:: Ausgewählter Textauszug ::

Thomas Klein (aus Seefeld)
2. Juni 2021

Die deutsche Nationalmannschaft bereitet sich in Österreich auf die Europameisterschaft vor. Beim letzten Turnier von Bundestrainer Joachim Löw steht das DFB-Team unter Druck. Eine Überraschung ist dennoch möglich.

Fußball DFB-Trainingslager | Jogi Löw | Seefeld Österreich
Bild: Christian Charisius/dpa/picture alliance

Die Sonne strahlt, ein leichter Wind weht. Auf den Gipfeln des Wettersteingebirges liegt der letzte Schnee des vergangenen Winters. Seefeld, ein kleiner Ort, nur wenige Kilometer von der deutschen Grenze entfernt, liegt auf rund 1200 Metern Höhe und hat sich in der Vergangenheit einen Namen als Austragungsort für Olympia-Wettbewerbe gemacht. 1964 und 1976 war das etwa 25 Kilometer entfernte Innsbruck, wo am Mittwochabend auch das Testspiel der DFB-Elf gegen Dänemark stattfand, Gastgeber der Olympischen Winterspiele. Jedoch wurden die Konkurrenzen im Langlauf und Skispringen nach Seefeld "ausgelagert". In diesem Sommer soll zwischen Loipen und Skisprung-Schanzen aber der Grundstein für eine erfolgreiche Europameisterschaft der deutschen Fußball-Nationalmannschaft gelegt werden.

:::
:: Gezeigtes Material ::

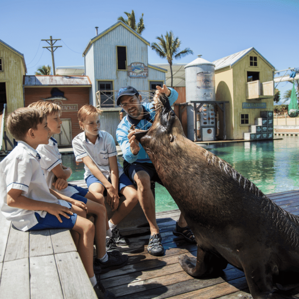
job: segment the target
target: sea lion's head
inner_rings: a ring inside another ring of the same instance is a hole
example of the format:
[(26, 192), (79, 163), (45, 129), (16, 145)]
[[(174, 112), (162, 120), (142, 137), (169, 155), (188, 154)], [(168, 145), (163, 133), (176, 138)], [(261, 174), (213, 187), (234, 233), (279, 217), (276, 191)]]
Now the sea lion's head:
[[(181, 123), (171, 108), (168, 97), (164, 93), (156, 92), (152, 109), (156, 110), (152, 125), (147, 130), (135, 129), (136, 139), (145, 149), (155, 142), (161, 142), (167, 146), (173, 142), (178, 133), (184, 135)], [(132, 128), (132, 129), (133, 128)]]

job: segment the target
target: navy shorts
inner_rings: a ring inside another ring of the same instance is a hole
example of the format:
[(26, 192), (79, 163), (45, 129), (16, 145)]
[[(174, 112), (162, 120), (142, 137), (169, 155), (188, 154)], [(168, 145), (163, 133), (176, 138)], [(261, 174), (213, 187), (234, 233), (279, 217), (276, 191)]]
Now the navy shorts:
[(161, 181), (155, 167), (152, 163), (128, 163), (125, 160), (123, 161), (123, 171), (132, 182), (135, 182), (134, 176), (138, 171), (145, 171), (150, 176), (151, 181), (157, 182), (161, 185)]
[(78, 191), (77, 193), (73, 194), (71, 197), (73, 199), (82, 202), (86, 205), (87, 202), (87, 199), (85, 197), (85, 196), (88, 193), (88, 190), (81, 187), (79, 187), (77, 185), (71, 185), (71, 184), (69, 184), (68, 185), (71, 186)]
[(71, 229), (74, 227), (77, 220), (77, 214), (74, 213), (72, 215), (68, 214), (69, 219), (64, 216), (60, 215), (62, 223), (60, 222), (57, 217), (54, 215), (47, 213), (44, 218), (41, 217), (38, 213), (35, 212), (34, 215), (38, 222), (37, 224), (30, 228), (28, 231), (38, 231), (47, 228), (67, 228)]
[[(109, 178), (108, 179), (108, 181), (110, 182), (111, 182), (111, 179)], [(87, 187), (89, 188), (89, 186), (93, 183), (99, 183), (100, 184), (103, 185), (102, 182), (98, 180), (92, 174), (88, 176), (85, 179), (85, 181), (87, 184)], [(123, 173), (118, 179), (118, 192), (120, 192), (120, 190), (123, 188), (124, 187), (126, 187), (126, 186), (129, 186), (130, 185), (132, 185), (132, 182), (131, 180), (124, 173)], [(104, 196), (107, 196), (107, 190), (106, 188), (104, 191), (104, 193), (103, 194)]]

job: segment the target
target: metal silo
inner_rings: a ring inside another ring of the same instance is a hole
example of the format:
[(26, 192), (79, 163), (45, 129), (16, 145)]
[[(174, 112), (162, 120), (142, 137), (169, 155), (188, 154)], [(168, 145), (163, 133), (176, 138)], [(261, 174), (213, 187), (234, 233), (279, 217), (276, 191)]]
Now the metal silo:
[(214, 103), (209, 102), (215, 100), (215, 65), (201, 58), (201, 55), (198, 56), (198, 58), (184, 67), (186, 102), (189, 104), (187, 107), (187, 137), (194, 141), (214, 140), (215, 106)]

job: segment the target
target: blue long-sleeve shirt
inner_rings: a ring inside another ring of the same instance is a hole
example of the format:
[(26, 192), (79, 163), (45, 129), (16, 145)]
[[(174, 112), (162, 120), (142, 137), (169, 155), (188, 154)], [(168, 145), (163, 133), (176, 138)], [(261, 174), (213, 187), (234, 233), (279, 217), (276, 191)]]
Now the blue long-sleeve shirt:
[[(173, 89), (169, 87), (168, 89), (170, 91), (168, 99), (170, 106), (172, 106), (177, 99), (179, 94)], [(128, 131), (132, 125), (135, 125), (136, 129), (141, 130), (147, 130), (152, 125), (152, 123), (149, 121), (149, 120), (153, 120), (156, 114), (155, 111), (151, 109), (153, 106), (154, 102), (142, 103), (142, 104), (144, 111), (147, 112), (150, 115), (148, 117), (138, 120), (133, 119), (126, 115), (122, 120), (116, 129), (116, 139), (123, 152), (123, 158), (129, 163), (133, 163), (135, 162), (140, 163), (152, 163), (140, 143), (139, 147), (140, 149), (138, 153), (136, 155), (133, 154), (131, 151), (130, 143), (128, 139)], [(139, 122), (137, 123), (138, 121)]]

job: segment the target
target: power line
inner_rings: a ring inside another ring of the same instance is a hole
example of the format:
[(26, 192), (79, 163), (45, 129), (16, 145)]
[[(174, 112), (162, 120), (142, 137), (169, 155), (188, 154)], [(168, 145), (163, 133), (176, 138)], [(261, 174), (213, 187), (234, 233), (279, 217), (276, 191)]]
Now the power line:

:::

## Arbeitsaufträge
a – Fasse den Text über das DFB-Trainingslager in Seefeld in zwei Sätzen zusammen.
b – Führe den Text über das DFB-Trainingslager in Seefeld nach seinem letzten Satz weiter.

## Lösungen
a – Die deutsche Nationalmannschaft bereitet sich in Seefeld in Österreich auf die Europameisterschaft vor, das letzte Turnier von Bundestrainer Joachim Löw, bei dem das Team unter Druck steht. Der kleine Ort auf rund 1200 Metern Höhe nahe der deutschen Grenze war bei den Olympischen Winterspielen 1964 und 1976 in Innsbruck Austragungsort für Langlauf und Skispringen und soll nun den Grundstein für eine erfolgreiche EM legen.

b –
Seefeld kennt sich aus mit der Gastgeberrolle für internationale Fußballgrößen. Unter anderem haben sich auf den perfekt gepflegten Rasenplätzen schon RB Leipzig, Galatasary Istanbul oder der englische Meister Manchester City vorbereitet. Und auch die österreichische Nationalmannschaft wird hier ihr Basislager aufschlagen, wenn die DFB-Auswahl wieder abgereist ist. Sogar das gleiche Hotel haben die Österreicher gebucht. Lediglich die Fotos der DFB-Stars, die derzeit noch die Flure des Hotel Nidum schmücken, werden dann noch ausgetauscht.

In Seefeld macht sich die DFB-Elf fit für die EMBild: Thomas Klein/DW

"Das Trainingslager ist ein wichtiger Schlüssel für ein erfolgreiches Turnier", sagt Joachim Löw. "Die Bedingungen, um konzentriert und zielgerichtet zu trainieren, sind sehr gut" Der Ausblick vom Hotel ist malerisch, der Weg zu den Naturrasenplätzen kurz. Die Spieler brauchen nur wenige Minuten mit den E-Bikes zu den Trainingseinheiten. Oft trainiert die Nationalmannschaft zweimal am Tag, doch nach der anstrengenden und langen Saison liegt der Fokus eben auch auf den Regenerationszeiten.

Hummels und Müller - zwei Erfolgsgaranten?

Seit dem 1. Juni sind in Österreich auch touristische Reisen wieder erlaubt, was auch einige Fans der Nationalmannschaft nach Seefeld geführt hat. Von einem kleinen Hügel aus beobachten sie die Trainigseinheiten, zumindest in den ersten Tagen. Denn Löw möchte lieber unbeobachtet sein letztes Trainingslager als Bundestrainer absolvieren. Kurzerhand wurde also ein extra vom DFB abgestellter Sicherheitsmann zum "Fan-Beauftragten" ernannt und der sorgt nun dafür, dass in knapp 100 Metern Entfernung niemand mehr dem Treiben auf dem Trainingsplatz folgen kann.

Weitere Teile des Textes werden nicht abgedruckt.